(Data)

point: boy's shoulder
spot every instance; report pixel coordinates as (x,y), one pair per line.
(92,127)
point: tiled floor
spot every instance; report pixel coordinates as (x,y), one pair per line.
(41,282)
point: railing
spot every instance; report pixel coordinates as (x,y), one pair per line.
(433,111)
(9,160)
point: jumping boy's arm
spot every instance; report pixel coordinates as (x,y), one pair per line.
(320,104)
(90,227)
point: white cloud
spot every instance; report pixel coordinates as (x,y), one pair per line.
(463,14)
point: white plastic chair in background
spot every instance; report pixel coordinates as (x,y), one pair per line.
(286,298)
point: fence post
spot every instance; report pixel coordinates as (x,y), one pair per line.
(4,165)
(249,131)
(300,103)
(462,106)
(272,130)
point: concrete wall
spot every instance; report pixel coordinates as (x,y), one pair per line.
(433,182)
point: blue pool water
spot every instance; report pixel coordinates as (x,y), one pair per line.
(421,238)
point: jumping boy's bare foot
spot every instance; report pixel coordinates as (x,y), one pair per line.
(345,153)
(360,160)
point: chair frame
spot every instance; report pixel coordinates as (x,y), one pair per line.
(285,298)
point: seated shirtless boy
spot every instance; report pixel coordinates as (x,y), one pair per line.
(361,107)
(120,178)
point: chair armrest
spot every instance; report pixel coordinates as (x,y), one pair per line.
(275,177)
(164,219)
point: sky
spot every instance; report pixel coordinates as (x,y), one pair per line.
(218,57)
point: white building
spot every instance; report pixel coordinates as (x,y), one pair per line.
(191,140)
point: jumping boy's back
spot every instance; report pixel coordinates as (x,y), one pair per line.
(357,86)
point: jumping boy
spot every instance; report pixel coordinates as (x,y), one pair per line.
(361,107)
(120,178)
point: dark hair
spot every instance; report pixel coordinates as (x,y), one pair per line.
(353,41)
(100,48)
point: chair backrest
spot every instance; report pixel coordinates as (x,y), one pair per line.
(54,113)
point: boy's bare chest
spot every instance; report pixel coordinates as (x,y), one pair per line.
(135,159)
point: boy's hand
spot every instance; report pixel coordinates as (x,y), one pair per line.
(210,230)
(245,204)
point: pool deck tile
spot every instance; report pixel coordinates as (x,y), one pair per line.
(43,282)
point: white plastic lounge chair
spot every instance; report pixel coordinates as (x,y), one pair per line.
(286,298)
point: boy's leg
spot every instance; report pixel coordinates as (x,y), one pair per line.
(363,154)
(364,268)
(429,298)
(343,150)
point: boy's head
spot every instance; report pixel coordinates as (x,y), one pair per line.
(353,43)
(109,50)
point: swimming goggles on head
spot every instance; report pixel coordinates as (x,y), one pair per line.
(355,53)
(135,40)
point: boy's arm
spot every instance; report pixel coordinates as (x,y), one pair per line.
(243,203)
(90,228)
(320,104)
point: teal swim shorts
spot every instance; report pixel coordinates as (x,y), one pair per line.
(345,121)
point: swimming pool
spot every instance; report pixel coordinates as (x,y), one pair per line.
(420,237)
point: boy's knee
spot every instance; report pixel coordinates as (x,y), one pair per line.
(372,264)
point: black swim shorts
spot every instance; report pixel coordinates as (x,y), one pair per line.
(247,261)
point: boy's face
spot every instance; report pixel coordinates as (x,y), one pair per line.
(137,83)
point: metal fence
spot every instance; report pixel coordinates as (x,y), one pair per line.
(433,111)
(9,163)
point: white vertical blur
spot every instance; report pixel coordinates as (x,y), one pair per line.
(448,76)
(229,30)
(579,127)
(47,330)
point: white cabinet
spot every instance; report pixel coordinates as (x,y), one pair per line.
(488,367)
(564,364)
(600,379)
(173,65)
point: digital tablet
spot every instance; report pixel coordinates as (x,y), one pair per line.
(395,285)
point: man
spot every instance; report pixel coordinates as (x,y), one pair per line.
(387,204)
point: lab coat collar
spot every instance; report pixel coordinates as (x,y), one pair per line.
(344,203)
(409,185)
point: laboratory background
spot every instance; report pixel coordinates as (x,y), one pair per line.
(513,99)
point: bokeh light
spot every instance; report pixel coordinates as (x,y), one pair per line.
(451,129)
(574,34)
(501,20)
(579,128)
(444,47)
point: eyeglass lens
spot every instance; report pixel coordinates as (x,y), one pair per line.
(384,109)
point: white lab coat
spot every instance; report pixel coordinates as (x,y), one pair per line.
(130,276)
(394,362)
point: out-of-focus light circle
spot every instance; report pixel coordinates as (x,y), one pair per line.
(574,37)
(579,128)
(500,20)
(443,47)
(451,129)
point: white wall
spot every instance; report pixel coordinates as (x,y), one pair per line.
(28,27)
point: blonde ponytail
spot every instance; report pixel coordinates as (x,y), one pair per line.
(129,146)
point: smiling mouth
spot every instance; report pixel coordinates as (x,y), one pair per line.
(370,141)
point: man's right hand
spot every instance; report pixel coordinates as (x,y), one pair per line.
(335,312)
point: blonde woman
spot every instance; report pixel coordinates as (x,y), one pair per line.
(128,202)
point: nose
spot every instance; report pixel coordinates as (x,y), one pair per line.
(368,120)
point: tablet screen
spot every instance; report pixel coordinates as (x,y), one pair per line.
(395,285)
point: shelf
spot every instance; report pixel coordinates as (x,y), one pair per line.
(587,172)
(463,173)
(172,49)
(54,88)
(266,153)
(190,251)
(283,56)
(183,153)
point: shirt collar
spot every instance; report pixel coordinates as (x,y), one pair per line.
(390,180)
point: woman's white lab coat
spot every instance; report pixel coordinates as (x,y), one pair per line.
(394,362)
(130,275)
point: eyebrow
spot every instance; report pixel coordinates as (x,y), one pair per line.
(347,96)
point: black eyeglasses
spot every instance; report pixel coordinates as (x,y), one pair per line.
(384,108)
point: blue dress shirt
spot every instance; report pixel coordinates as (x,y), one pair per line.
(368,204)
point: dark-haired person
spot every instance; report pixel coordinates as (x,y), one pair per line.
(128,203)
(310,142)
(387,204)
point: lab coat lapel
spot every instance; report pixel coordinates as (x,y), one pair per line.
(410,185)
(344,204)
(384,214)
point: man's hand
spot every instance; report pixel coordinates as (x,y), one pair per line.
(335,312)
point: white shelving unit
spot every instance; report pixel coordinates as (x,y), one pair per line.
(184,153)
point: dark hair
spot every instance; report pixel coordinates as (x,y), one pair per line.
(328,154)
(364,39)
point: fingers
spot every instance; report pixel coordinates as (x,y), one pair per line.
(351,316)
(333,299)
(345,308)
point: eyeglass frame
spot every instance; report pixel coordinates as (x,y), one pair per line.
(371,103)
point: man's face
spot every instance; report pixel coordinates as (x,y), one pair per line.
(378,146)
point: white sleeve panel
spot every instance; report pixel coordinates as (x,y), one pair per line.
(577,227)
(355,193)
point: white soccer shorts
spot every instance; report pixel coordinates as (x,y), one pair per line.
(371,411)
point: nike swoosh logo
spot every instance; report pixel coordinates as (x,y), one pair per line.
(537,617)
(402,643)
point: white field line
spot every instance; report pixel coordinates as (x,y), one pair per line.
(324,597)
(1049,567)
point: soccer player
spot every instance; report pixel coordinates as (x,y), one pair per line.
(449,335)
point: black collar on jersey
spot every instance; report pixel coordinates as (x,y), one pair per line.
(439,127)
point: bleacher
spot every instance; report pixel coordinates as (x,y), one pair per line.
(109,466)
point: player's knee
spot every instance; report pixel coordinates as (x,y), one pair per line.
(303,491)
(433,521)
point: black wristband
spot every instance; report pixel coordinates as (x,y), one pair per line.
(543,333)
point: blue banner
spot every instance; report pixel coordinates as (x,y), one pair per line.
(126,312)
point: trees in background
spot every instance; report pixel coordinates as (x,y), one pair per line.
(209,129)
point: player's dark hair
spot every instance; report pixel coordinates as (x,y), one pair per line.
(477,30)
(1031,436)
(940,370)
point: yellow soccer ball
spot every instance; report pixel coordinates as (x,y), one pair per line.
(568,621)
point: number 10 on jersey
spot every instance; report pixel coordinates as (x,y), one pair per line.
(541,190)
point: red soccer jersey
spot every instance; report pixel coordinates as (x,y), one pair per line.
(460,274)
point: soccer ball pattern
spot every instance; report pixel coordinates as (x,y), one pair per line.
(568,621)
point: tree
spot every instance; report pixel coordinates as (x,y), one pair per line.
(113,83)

(End Data)

== Task details ==
Filter the entries above down to the lines that contain the word "soccer".

== Answer section ==
point: white soccer shorts
point: soccer player
point: yellow soccer ball
point: red soccer jersey
point: soccer ball pattern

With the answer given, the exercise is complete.